Lisa also teaches Communications Technology and Technological Design at Ashbury College. She therefore understands the importance of intuitive digital design in learning processes. Lisa and her colleagues found it easy to integrate images, audio, and video when creating a new exam. In addition to more traditional written test questions, the science, social studies, and language teachers in French, Spanish, and Mandarin appreciate the possibility to ask questions in video format using Dugga. Innovative features like these distinguished Dugga in comparison with other assessment platforms!

Straight forward interface
The Dugga platform, from an administrator’s perspective, is straightforward. The user experience for students is easy to understand and the interface is simply navigated during a test. Small aspects of the system, such as the hyperlinks on the right panel of the Dugga interface, which leads to each individual question, make it easy for teachers, and students alike, to go back and forth between exam questions.

Apple iPad Program
Ashbury has an iPad program for all senior students, and students write on their iPads with their Apple Pencils.

_Rows:_
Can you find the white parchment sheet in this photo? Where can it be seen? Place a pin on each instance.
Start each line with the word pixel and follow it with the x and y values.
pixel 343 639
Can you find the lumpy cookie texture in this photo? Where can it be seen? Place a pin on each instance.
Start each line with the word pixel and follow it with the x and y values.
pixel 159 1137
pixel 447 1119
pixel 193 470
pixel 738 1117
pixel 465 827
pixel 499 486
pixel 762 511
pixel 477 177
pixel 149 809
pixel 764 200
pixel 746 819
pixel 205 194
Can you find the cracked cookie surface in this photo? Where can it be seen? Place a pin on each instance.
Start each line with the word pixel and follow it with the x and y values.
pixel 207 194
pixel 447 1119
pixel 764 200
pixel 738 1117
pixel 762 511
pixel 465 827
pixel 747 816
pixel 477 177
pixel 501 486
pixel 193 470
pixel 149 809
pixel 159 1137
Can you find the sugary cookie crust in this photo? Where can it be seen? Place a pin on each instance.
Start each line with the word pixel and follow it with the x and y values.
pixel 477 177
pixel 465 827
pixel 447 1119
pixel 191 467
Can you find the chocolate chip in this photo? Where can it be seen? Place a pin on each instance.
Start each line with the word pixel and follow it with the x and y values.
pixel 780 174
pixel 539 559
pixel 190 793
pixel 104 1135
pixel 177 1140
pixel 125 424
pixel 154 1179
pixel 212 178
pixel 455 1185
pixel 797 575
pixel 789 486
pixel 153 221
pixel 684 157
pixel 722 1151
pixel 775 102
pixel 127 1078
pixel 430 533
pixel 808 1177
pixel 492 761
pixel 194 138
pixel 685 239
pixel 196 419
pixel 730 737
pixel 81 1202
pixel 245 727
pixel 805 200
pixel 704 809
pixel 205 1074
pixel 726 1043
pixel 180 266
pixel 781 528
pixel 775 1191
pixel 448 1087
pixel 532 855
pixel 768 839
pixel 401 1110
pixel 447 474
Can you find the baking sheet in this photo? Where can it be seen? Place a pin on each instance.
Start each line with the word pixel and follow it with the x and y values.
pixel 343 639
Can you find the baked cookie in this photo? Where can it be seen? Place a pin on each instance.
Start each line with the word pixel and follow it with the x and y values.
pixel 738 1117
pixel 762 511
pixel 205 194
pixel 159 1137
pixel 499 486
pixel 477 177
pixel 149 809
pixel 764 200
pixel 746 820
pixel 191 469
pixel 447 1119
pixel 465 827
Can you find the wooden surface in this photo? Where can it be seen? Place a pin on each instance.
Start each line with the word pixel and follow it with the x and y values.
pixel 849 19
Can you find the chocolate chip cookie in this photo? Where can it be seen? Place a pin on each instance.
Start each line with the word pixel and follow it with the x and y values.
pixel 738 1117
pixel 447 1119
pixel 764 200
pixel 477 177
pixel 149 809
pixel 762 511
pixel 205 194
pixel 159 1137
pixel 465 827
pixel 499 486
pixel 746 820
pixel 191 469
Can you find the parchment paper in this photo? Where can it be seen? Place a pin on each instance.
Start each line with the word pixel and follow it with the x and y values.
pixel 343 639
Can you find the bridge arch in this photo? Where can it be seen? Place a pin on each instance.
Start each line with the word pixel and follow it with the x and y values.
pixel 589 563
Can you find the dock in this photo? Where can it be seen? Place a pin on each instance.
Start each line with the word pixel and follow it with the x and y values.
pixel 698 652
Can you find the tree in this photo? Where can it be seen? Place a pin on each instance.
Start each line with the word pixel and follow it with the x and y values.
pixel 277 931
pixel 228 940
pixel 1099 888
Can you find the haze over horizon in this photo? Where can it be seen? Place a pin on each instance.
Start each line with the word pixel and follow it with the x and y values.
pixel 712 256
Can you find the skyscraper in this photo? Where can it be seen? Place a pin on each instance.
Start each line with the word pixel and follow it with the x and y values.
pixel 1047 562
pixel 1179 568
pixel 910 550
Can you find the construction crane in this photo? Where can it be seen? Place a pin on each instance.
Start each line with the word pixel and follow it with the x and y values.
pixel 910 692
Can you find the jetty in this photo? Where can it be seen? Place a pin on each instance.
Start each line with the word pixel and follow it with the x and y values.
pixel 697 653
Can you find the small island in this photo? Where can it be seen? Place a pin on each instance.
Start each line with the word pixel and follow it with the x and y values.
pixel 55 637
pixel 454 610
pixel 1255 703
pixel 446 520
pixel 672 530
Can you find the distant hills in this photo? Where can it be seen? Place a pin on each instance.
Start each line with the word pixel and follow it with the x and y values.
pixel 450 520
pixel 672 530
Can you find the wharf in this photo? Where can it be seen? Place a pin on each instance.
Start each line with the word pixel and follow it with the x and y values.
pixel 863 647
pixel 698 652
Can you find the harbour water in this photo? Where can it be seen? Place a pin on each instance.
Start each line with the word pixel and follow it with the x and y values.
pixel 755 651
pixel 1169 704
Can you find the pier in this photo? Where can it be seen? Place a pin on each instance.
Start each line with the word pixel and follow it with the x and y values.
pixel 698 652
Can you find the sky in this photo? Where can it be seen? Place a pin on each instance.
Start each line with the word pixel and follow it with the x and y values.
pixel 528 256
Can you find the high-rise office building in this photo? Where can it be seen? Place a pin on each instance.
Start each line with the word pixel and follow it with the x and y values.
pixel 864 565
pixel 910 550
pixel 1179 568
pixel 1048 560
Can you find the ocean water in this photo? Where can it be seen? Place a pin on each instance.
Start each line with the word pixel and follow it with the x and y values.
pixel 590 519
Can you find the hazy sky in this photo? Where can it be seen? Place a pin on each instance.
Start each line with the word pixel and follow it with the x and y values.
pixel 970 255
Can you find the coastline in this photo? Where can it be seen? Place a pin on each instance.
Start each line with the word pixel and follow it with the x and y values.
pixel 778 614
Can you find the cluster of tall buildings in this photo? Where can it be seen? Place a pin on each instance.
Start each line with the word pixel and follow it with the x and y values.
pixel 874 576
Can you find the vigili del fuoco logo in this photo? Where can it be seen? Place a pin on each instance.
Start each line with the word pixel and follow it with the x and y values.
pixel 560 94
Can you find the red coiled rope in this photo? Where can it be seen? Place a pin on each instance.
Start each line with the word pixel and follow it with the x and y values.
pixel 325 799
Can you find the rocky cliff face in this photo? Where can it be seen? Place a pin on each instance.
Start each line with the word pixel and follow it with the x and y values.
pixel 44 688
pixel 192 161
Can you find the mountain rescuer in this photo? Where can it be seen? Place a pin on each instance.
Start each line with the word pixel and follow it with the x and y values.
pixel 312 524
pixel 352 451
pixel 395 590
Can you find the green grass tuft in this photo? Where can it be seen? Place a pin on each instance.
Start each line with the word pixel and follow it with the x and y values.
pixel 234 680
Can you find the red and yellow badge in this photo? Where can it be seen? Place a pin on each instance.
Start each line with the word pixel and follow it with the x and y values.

_Problems to work on:_
1. From the Dugga passage, extract the part that begins with the words "Straight forward interface" and ends with "their Apple Pencils.".
2. According to the Dugga passage, which students at Ashbury College take part in the iPad program?
3. Carry on the Dugga passage from its final sentence.
The entries are unrelated to the Dugga passage.

_Answers for this exercise:_
1.
Straight forward interface
The Dugga platform, from an administrator’s perspective, is straightforward. The user experience for students is easy to understand and the interface is simply navigated during a test. Small aspects of the system, such as the hyperlinks on the right panel of the Dugga interface, which leads to each individual question, make it easy for teachers, and students alike, to go back and forth between exam questions.

Apple iPad Program
Ashbury has an iPad program for all senior students, and students write on their iPads with their Apple Pencils.

2. All senior students.

3.
Handwriting is still important in the digital age, says Lisa. Studies show that visual notetaking can improve learning and assist with recall. iPads and Apple Pencils are not only being used at Ashbury during tests, but also for classroom instruction, student notes, teacher feedback, and test correction. SEB (Safe Exam Browser) works nicely on the iPads as well, when a secure testing environment is required. Ashbury College has come up with a suggestion to the Dugga support team on a feature that could speed up and simplify correction even more. This is to have downloadable result files from Dugga named individually for redistribution.
As it is today, we must open the file, check the student identity, and rename each file. The Dugga development team is looking into this to come up with a solution to be communicated in the recurring Release Notes, which pops up automatically when logging in to Dugga. New releases in Dugga come regularly, about once every month, sometimes more frequently. Many improvements in Dugga originate from feedback from teachers and students using the system.

Dugga is an approachable solution to online testing that is student-friendly, accessible, and secure.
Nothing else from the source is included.